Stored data
________________
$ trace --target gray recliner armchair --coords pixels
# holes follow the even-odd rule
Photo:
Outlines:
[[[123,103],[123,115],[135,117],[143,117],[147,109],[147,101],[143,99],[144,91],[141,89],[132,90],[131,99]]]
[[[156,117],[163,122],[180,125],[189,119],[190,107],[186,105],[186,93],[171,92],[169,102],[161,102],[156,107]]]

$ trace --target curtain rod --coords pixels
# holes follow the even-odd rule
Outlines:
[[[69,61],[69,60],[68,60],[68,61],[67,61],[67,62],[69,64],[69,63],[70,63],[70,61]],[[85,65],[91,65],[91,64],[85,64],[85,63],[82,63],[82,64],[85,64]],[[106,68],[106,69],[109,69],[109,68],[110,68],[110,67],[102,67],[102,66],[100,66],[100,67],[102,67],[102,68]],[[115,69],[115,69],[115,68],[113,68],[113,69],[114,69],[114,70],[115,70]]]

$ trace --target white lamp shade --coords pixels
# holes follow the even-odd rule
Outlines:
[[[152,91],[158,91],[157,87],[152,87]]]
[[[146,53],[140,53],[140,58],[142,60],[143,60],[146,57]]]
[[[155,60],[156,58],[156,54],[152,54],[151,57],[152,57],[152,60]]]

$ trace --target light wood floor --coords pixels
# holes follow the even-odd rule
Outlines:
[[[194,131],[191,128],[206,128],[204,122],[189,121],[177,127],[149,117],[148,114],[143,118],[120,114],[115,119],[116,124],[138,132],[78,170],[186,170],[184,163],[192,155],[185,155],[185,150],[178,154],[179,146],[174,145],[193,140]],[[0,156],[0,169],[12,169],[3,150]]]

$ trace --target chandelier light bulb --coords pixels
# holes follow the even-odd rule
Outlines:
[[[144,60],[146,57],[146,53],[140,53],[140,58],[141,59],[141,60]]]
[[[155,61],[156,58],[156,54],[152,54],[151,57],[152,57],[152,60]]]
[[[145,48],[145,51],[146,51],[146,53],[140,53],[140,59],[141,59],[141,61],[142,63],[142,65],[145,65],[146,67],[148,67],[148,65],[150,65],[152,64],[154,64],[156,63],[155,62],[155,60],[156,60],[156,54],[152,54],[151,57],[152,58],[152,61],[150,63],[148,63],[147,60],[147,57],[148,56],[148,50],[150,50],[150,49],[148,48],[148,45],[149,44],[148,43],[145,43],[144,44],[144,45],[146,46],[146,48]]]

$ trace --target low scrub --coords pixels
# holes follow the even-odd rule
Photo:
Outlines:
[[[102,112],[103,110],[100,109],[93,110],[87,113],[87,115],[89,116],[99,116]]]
________________
- The problem: Could you copy all of the records above line for line, changing nothing?

- Solution to this exercise:
$ trace --target gray recliner armchair --coords pixels
# holes follow the even-odd rule
Photo:
Outlines:
[[[123,103],[123,115],[135,117],[143,117],[147,109],[147,101],[143,99],[144,91],[141,89],[132,90],[131,99]]]
[[[156,117],[163,122],[180,125],[189,119],[190,107],[186,105],[186,93],[171,92],[169,102],[161,102],[156,107]]]

$ trace --target curtain rod --coords pixels
# holes follow the even-odd rule
Outlines:
[[[69,61],[69,60],[68,60],[68,61],[67,61],[67,62],[69,64],[69,63],[70,63],[70,61]],[[85,65],[91,65],[91,64],[85,64],[85,63],[82,63],[82,64],[85,64]],[[106,68],[106,69],[109,69],[109,68],[110,68],[110,67],[102,67],[102,66],[100,66],[100,67],[102,67],[102,68]],[[115,69],[115,69],[115,68],[113,68],[113,69],[114,69],[114,70],[115,70]]]

$ trace --target white lamp shade --coords pixels
# holes follow the even-odd rule
Outlines:
[[[152,91],[158,91],[157,87],[152,87]]]
[[[146,53],[140,53],[140,58],[142,60],[143,60],[146,57]]]
[[[155,60],[156,58],[156,54],[152,54],[151,57],[152,57],[152,60]]]

$ trace --target light wood floor --coords pixels
# holes follow the even-odd rule
Outlines:
[[[194,131],[191,128],[206,128],[204,122],[189,121],[177,127],[149,117],[148,114],[143,118],[120,114],[115,119],[116,124],[138,132],[78,170],[186,170],[184,163],[192,155],[185,155],[185,150],[178,154],[179,146],[174,145],[193,140]],[[0,156],[0,169],[12,169],[3,150]]]

$ trace --target chandelier light bulb --coords pixels
# holes follow the even-odd rule
Outlines:
[[[144,60],[146,57],[146,53],[140,53],[140,58],[141,59],[141,60]]]
[[[155,61],[156,58],[156,54],[152,54],[151,57],[152,57],[152,60]]]
[[[145,48],[145,51],[146,51],[146,53],[140,53],[140,59],[141,59],[141,61],[142,63],[142,65],[145,65],[146,67],[148,67],[148,65],[150,65],[152,64],[154,64],[156,63],[155,62],[155,60],[156,60],[156,54],[152,54],[151,57],[152,58],[152,61],[150,63],[148,63],[147,60],[147,57],[148,56],[148,50],[150,50],[150,49],[148,48],[148,45],[149,44],[148,43],[145,43],[144,44],[144,45],[146,46],[146,48]]]

$ trace --target low scrub --coords pixels
# holes follow the even-odd rule
Photo:
Outlines:
[[[102,112],[103,110],[100,109],[93,110],[87,113],[87,115],[89,116],[99,116]]]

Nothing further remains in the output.